Please reproduce everything in the forum excerpt below about Pico slave-mode testing, from "As I reported" down to "suggested GCC options.", without changing a word.

**Text excerpt:**
-- start --

As a side note, while this has been running I have been working on code to use SPI instead (using Arduino-Pico) and I have found the Pico in SPI Slave mode (by adding spi_set_slave() ) to misbehave in an erratic, intermittent manner as well. Again my use case may not be common. I switched to using pure SDK to create a simplified test harness to rule out the issue and still found problems. I am currently in the process of submitting an issue for that over on the pico-sdk repo.

[chrisckc]

As I reported earlier I managed to get a zero failure rate using the i2c-receive-sdk code inside my test harness on Github: https://github.com/chrisckc/TestHarness-I2C/tree/master/i2c-receiver-sdk that code uses this library: https://github.com/vmilea/pico_i2c_slave which I modified by reordering the IRQ status checks inside i2c_slave_irq_handler and wrapping in the suggested GCC options.

-- end --

**Material provided:**
-- start --

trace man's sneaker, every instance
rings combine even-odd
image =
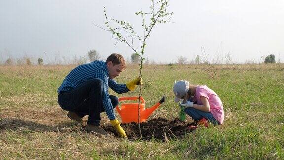
[[[190,131],[193,131],[195,130],[196,129],[197,129],[197,126],[195,126],[195,125],[190,125],[190,126],[188,127],[188,130],[189,130]]]
[[[100,125],[96,126],[87,124],[86,130],[87,131],[91,132],[91,133],[94,132],[97,134],[103,135],[105,136],[110,135],[108,133],[106,132],[105,129]]]
[[[82,118],[79,116],[79,115],[78,115],[75,112],[71,111],[68,112],[67,113],[67,117],[78,124],[81,124],[82,123]]]

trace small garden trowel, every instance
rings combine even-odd
[[[185,113],[184,112],[184,106],[180,106],[181,110],[179,112],[179,120],[184,121],[185,120]]]

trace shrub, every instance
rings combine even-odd
[[[89,51],[88,52],[88,56],[91,62],[99,60],[100,58],[100,54],[95,49]]]
[[[38,62],[39,65],[42,66],[42,65],[43,65],[43,59],[42,59],[42,58],[39,58],[37,61]]]
[[[264,63],[275,63],[275,56],[273,54],[270,54],[265,57],[264,59]]]

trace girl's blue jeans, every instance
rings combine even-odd
[[[193,107],[187,107],[184,109],[184,112],[191,117],[194,120],[198,121],[203,117],[213,125],[220,125],[220,123],[215,119],[212,114],[199,110]]]

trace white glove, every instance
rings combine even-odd
[[[191,101],[187,101],[186,103],[181,103],[179,104],[179,106],[185,107],[193,107],[193,102]]]

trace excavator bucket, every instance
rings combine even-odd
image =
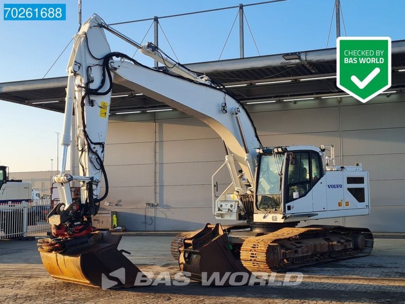
[[[180,270],[191,279],[212,285],[229,286],[242,280],[247,283],[252,273],[234,257],[233,249],[220,224],[207,224],[194,236],[183,239],[179,249]]]
[[[84,244],[58,249],[50,239],[38,243],[42,262],[51,276],[103,288],[131,287],[144,275],[117,248],[121,236],[96,233]],[[129,252],[127,252],[129,253]]]

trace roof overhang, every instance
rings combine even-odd
[[[194,63],[186,66],[222,83],[242,102],[289,100],[305,96],[334,96],[343,92],[336,86],[336,49],[301,52],[302,60],[286,61],[283,54]],[[392,86],[405,86],[405,40],[392,43]],[[53,111],[64,110],[67,77],[0,84],[0,99]],[[110,112],[158,109],[166,105],[126,87],[114,84]],[[127,95],[124,96],[122,95]]]

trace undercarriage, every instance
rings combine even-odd
[[[264,232],[252,225],[222,227],[207,224],[201,231],[185,233],[172,242],[172,254],[180,270],[194,280],[219,276],[221,285],[231,285],[227,273],[285,272],[319,263],[361,257],[370,254],[373,234],[364,228],[310,225],[271,225]],[[176,249],[177,253],[176,254]],[[224,278],[224,280],[220,279]],[[207,283],[206,281],[205,283]]]

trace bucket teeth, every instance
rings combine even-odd
[[[38,245],[53,278],[103,288],[134,287],[137,276],[143,274],[118,250],[120,240],[120,236],[96,233],[84,244],[65,248],[53,246],[55,242],[49,239]]]
[[[250,272],[237,260],[228,235],[220,224],[207,224],[194,236],[183,240],[180,248],[180,270],[191,279],[210,285],[230,285],[230,274],[238,273],[250,277]],[[210,280],[217,277],[217,280]],[[210,281],[209,282],[208,281]]]

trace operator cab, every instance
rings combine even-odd
[[[304,148],[308,147],[258,149],[258,210],[281,213],[286,204],[305,197],[323,175],[320,150]]]

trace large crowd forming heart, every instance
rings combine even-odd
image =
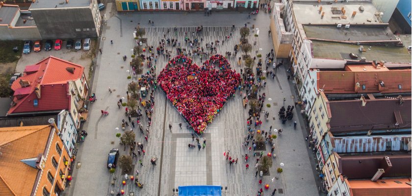
[[[180,114],[201,134],[234,96],[241,78],[222,55],[211,56],[201,67],[190,58],[178,55],[169,61],[157,81]]]

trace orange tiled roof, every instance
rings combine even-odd
[[[44,152],[50,125],[0,128],[0,196],[29,196],[38,169],[21,160]]]
[[[411,71],[319,71],[317,73],[318,89],[325,94],[357,93],[395,93],[411,91]],[[379,87],[383,81],[385,87]],[[356,88],[357,83],[359,86]],[[365,89],[362,89],[362,85]],[[401,85],[399,89],[399,85]]]
[[[399,181],[401,183],[395,182]],[[372,182],[369,180],[348,180],[353,196],[411,196],[411,183],[408,179],[386,179]],[[385,182],[383,183],[382,182]]]
[[[68,86],[66,84],[68,81],[81,78],[84,68],[52,56],[35,65],[27,67],[30,72],[25,72],[24,75],[15,81],[11,86],[12,89],[17,92],[15,93],[15,97],[13,99],[16,104],[10,107],[8,114],[68,109],[70,99],[67,96]],[[34,69],[35,67],[36,68]],[[68,69],[72,69],[73,71],[68,70]],[[25,87],[29,89],[22,90],[22,88],[25,87],[20,84],[21,80],[30,82],[30,86]],[[34,92],[38,84],[41,85],[41,98],[39,99]],[[51,88],[53,86],[55,87],[54,88],[58,89],[52,90]],[[48,89],[51,91],[48,91]],[[19,95],[21,93],[25,94]],[[34,99],[38,99],[38,106],[34,106]],[[41,105],[40,102],[42,102]]]

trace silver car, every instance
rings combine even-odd
[[[75,49],[81,49],[81,40],[76,40],[76,43],[75,43]]]

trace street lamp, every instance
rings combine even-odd
[[[179,195],[179,189],[176,188],[176,189],[175,190],[174,188],[173,188],[173,189],[172,189],[172,191],[173,191],[173,195],[172,196]]]

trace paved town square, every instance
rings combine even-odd
[[[131,68],[128,61],[124,62],[122,59],[123,55],[129,57],[132,54],[130,49],[134,46],[133,32],[135,27],[139,25],[144,28],[146,33],[144,37],[147,38],[148,45],[154,47],[166,35],[166,39],[177,39],[182,48],[188,49],[190,47],[184,42],[186,32],[189,39],[202,39],[201,46],[205,49],[206,43],[225,40],[224,43],[216,47],[217,53],[224,55],[227,51],[232,52],[234,46],[238,44],[240,28],[245,24],[248,27],[254,25],[255,29],[252,29],[248,38],[250,43],[257,41],[256,45],[252,44],[253,49],[250,52],[255,56],[257,54],[255,51],[265,55],[273,47],[268,35],[269,17],[268,14],[262,13],[247,19],[247,14],[233,12],[214,13],[209,17],[205,17],[201,13],[119,14],[108,19],[101,37],[102,54],[98,57],[92,87],[93,93],[99,98],[89,106],[91,111],[90,121],[83,126],[89,135],[79,145],[76,162],[80,163],[81,167],[74,172],[75,180],[72,182],[70,192],[66,192],[66,195],[85,195],[87,193],[108,195],[112,191],[117,193],[124,190],[128,195],[134,193],[137,195],[167,196],[173,195],[172,189],[179,186],[213,185],[222,186],[223,191],[227,191],[227,195],[252,196],[263,188],[266,184],[270,186],[268,190],[264,191],[266,195],[271,194],[276,188],[278,190],[277,194],[280,195],[318,195],[313,163],[311,165],[311,162],[313,161],[305,149],[307,148],[305,140],[305,126],[301,125],[297,115],[285,124],[281,123],[277,115],[281,106],[293,105],[297,100],[291,92],[293,86],[290,80],[286,78],[286,66],[273,70],[271,65],[268,72],[274,70],[276,77],[274,79],[268,78],[267,84],[259,92],[259,94],[265,93],[266,99],[271,98],[269,103],[272,105],[271,108],[265,109],[269,112],[270,118],[268,121],[263,122],[260,129],[269,131],[269,126],[272,126],[272,129],[284,130],[282,135],[275,140],[274,154],[276,154],[276,158],[273,159],[269,174],[255,176],[256,158],[259,155],[253,156],[252,153],[242,146],[247,136],[246,119],[248,110],[243,107],[242,96],[238,93],[236,93],[234,98],[229,100],[219,116],[200,136],[201,142],[203,138],[206,139],[206,147],[198,150],[197,147],[195,148],[187,147],[188,144],[195,144],[192,139],[192,131],[186,128],[186,123],[167,100],[164,93],[159,89],[156,90],[148,142],[146,142],[144,136],[140,133],[137,127],[133,129],[136,142],[143,144],[146,150],[145,155],[138,155],[133,159],[134,174],[138,170],[139,180],[144,184],[143,189],[137,188],[129,179],[126,180],[126,185],[122,185],[125,178],[121,170],[116,170],[114,175],[117,179],[112,185],[113,176],[104,167],[106,161],[104,155],[110,149],[118,148],[120,149],[121,154],[128,153],[129,150],[129,147],[124,150],[123,146],[119,144],[118,139],[115,137],[116,133],[122,132],[121,129],[116,130],[116,127],[121,126],[122,120],[128,120],[124,115],[125,108],[119,109],[116,103],[119,98],[126,97],[128,84],[137,79],[127,78],[131,74],[128,72]],[[149,24],[149,20],[155,24]],[[232,24],[235,26],[234,29],[232,29]],[[204,27],[203,32],[199,35],[195,33],[193,36],[192,32],[196,31],[197,26],[201,25]],[[177,36],[174,31],[175,26],[177,26]],[[257,29],[259,36],[254,37]],[[168,30],[170,31],[169,33]],[[232,36],[225,39],[225,36],[230,36],[231,33]],[[110,40],[113,41],[113,44],[110,44]],[[165,49],[172,51],[172,58],[176,55],[175,47],[167,45]],[[243,52],[239,51],[239,53],[235,57],[228,57],[232,68],[237,73],[245,68],[243,65],[238,65],[237,58]],[[148,54],[147,51],[145,54]],[[191,58],[198,65],[201,65],[197,56]],[[203,61],[208,58],[204,58]],[[157,74],[165,67],[167,61],[166,58],[159,55],[156,64]],[[146,66],[143,69],[144,73],[149,70]],[[108,86],[113,93],[108,92]],[[285,101],[283,98],[286,98]],[[109,114],[102,116],[100,110],[102,109],[108,111]],[[296,110],[294,112],[296,113]],[[147,120],[145,117],[142,119],[144,119],[141,122],[146,127]],[[298,122],[296,130],[293,129],[294,121]],[[181,129],[179,127],[180,123],[183,124]],[[171,132],[169,131],[169,124],[172,126]],[[264,154],[270,152],[270,148],[267,145]],[[223,155],[224,152],[229,150],[233,159],[238,159],[237,163],[234,165],[228,164]],[[247,163],[245,162],[246,154],[251,156]],[[158,159],[156,166],[152,165],[150,162],[153,157]],[[139,163],[140,159],[143,166]],[[281,163],[283,166],[281,166]],[[246,163],[250,165],[248,170],[245,167]],[[277,172],[278,168],[282,168],[284,172]],[[261,184],[259,183],[260,179],[263,181]],[[226,191],[225,187],[228,187]]]

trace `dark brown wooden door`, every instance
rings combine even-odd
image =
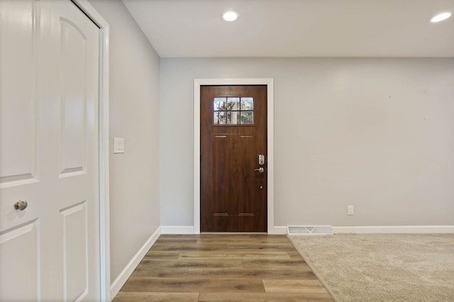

-- end --

**Full answer:**
As I reported earlier I managed to get a zero failure rate using the i2c-receive-sdk code inside my test harness on Github: https://github.com/chrisckc/TestHarness-I2C/tree/master/i2c-receiver-sdk that code uses this library: https://github.com/vmilea/pico_i2c_slave which I modified by reordering the IRQ status checks inside i2c_slave_irq_handler and wrapping in the suggested GCC options.